[Supplied data]
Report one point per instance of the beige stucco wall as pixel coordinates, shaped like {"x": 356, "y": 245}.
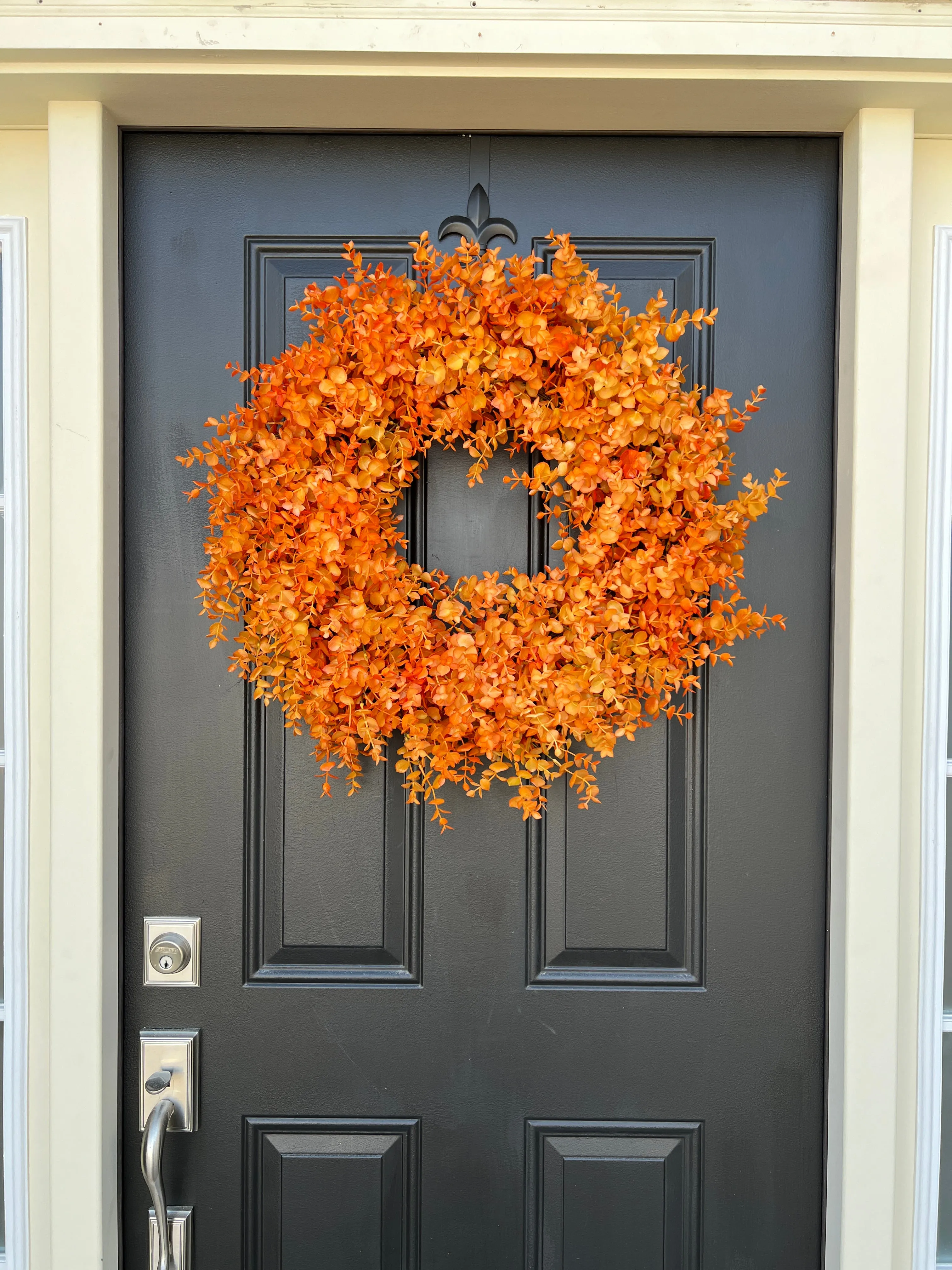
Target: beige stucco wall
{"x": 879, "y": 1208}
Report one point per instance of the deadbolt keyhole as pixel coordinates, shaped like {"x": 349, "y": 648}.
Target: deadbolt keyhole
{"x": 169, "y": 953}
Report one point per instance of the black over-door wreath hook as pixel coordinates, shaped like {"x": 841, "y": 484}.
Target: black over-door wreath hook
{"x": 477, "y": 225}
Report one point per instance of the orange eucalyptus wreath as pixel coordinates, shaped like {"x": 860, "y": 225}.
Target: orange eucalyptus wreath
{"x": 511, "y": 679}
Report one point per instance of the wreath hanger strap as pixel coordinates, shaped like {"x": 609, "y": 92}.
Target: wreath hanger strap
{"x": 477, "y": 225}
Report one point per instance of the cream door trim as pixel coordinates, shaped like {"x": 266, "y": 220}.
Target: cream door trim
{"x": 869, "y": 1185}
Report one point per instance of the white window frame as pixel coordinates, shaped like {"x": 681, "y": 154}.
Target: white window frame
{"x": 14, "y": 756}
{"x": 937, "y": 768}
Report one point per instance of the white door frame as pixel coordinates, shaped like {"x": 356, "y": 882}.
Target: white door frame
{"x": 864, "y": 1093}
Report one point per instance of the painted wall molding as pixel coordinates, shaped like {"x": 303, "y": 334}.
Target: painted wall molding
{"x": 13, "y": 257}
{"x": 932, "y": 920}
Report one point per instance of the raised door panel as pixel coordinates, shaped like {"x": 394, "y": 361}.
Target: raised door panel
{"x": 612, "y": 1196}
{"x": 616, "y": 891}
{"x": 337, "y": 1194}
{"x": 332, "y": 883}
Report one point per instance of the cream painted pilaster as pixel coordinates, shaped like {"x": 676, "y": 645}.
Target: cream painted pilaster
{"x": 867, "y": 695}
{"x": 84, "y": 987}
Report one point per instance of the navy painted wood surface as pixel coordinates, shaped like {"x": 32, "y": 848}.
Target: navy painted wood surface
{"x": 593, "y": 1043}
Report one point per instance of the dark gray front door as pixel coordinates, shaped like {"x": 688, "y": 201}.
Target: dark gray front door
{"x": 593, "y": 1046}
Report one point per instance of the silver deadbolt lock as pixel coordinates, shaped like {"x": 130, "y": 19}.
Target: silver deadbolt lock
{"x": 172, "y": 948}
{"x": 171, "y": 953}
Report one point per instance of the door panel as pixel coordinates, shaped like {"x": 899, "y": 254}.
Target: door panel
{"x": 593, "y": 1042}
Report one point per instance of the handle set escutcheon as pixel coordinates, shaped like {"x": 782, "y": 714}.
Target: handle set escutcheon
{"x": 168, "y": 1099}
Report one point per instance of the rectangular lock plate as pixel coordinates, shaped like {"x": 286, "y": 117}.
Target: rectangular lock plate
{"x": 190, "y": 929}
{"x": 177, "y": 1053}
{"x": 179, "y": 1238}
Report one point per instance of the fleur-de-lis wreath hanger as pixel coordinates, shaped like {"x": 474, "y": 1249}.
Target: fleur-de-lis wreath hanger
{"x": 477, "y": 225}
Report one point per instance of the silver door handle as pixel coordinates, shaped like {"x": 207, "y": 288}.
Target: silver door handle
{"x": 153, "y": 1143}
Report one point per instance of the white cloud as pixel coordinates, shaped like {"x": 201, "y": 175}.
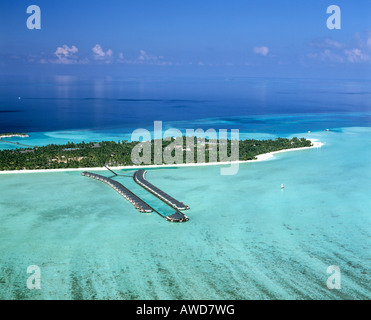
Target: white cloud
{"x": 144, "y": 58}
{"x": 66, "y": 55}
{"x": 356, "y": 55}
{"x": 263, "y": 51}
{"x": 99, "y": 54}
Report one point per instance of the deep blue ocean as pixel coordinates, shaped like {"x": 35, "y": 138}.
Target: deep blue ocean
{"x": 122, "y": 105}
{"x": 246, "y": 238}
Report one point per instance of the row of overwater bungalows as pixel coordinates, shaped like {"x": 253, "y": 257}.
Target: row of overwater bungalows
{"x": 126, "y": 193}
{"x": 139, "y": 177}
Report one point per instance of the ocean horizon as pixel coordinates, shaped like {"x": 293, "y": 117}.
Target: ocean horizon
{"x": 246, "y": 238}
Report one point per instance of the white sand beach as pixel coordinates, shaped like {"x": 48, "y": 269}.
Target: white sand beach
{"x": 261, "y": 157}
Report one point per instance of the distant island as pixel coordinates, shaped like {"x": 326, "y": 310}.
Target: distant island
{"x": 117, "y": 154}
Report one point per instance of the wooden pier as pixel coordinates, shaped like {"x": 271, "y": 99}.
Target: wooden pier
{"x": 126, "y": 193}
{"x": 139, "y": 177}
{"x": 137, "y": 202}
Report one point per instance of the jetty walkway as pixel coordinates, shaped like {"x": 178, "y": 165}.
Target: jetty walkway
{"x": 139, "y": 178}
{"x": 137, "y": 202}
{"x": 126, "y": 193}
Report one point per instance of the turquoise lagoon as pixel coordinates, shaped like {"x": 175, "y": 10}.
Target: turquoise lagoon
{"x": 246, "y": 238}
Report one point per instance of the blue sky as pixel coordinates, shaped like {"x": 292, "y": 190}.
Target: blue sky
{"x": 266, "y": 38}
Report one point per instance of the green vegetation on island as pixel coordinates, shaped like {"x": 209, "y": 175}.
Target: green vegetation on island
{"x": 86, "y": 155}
[/Supplied data]
[Supplied data]
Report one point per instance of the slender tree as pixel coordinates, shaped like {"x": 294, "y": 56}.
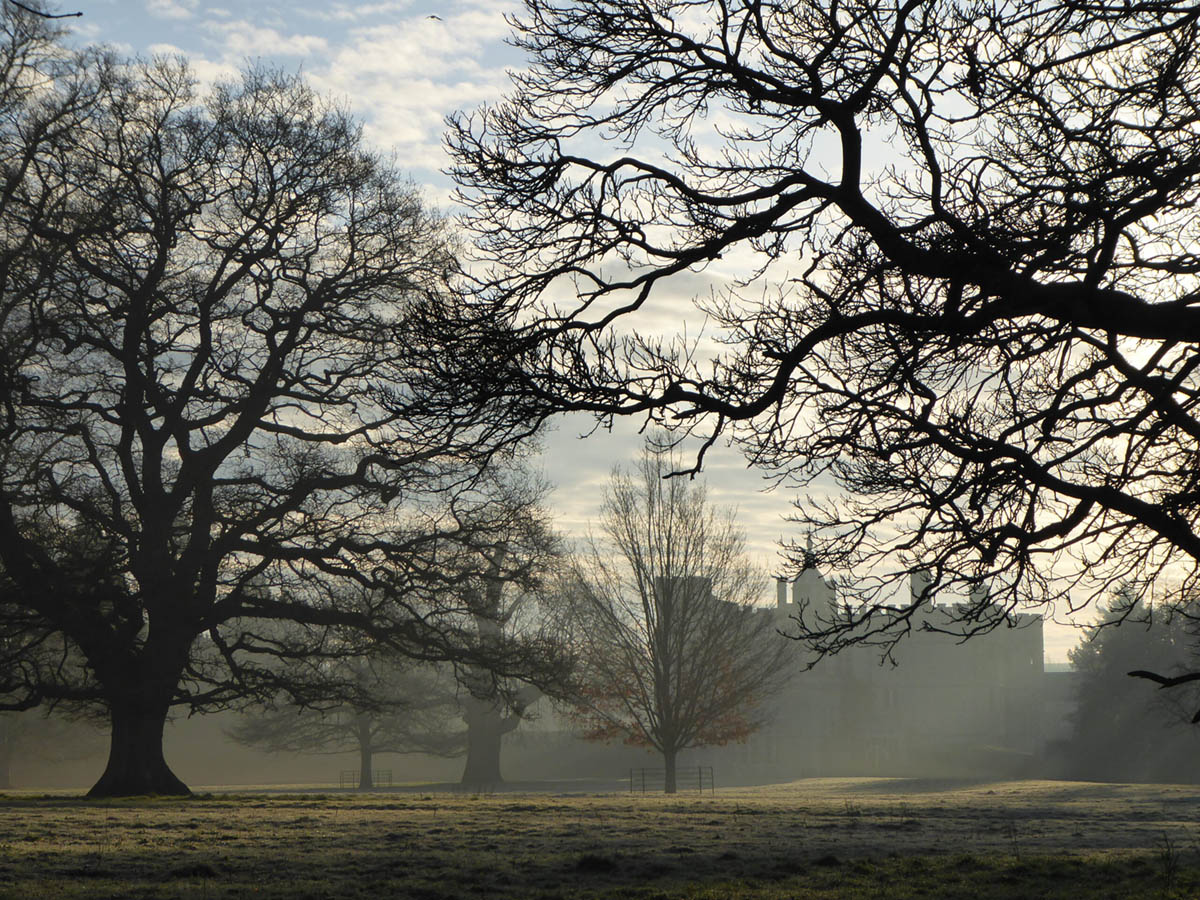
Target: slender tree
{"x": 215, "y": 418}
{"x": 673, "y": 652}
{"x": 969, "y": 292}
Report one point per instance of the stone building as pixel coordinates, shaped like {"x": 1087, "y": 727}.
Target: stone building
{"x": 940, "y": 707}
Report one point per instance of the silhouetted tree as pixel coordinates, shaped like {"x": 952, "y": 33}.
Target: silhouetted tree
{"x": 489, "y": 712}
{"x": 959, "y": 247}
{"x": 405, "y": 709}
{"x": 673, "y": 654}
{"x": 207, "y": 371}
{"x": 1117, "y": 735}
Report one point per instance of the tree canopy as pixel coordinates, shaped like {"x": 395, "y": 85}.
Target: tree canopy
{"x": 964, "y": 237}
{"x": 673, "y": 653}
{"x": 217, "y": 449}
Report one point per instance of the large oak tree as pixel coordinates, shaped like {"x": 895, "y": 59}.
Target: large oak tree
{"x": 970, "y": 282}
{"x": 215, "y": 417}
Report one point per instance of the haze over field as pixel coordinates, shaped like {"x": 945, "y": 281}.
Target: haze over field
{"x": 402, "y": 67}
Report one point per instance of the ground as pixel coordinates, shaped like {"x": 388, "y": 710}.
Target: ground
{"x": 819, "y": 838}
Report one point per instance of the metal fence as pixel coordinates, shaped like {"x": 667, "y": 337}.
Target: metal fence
[/Supplied data]
[Supplied data]
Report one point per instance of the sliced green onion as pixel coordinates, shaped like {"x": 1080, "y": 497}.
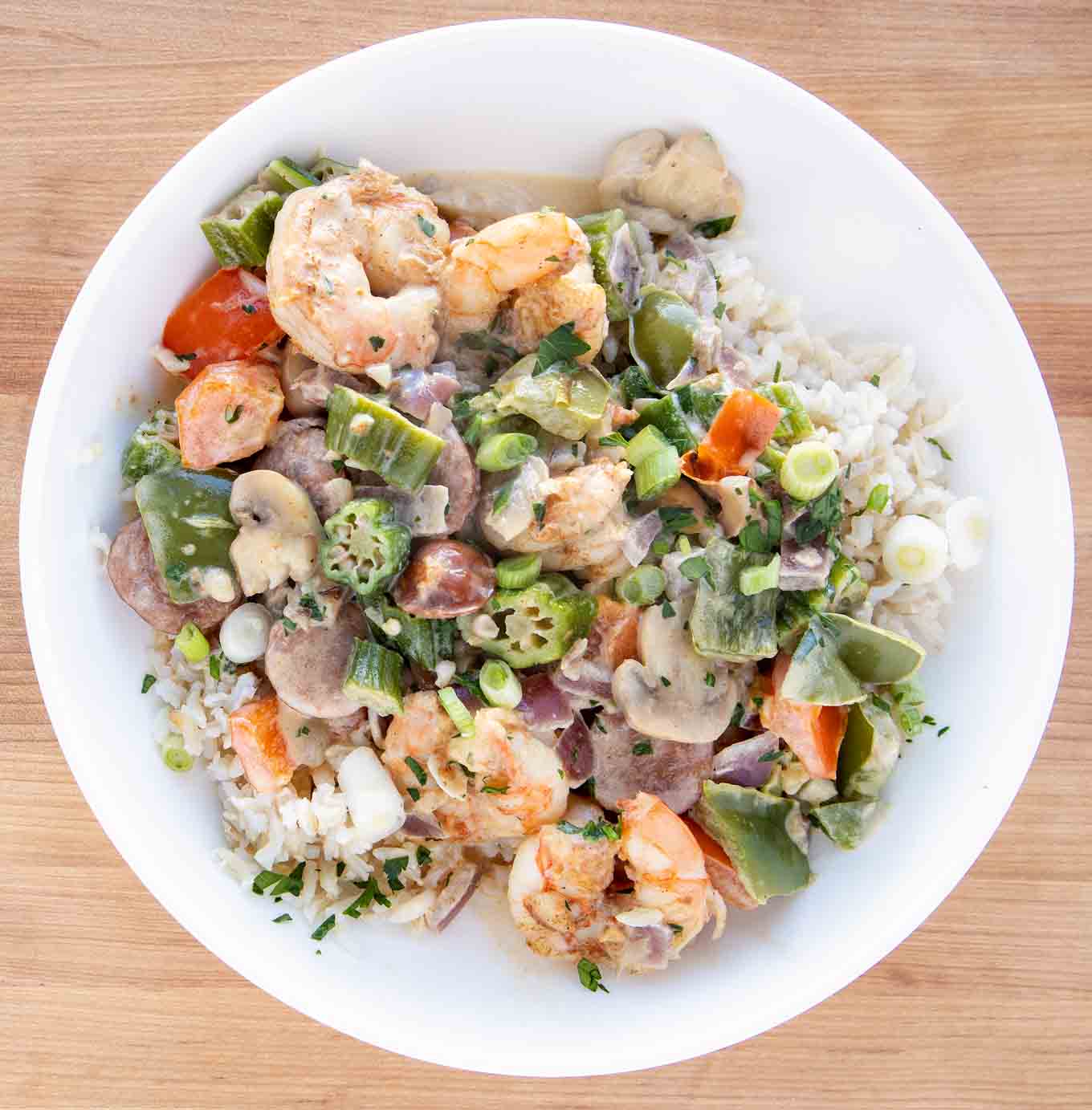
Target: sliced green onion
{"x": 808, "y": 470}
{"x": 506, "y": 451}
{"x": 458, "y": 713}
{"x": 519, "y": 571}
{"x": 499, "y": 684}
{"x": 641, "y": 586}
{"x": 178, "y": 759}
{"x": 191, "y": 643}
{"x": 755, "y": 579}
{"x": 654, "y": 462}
[/Supplied data]
Above are the entries. Quote exactly the lines from the one bearing "Report one point per instance of the wooden" through the one bearing "Report one point per instance of the turquoise".

Report one point per instance of the wooden pier as pixel coordinates, shaped like {"x": 271, "y": 99}.
Target: wooden pier
{"x": 126, "y": 193}
{"x": 139, "y": 177}
{"x": 137, "y": 202}
Report one point per instance of the jetty walkway as pixel coordinates, shaped like {"x": 178, "y": 165}.
Target: jetty walkway
{"x": 139, "y": 178}
{"x": 137, "y": 202}
{"x": 126, "y": 193}
Report one point per instance of the turquoise lagoon as pixel coordinates, shaped like {"x": 175, "y": 10}.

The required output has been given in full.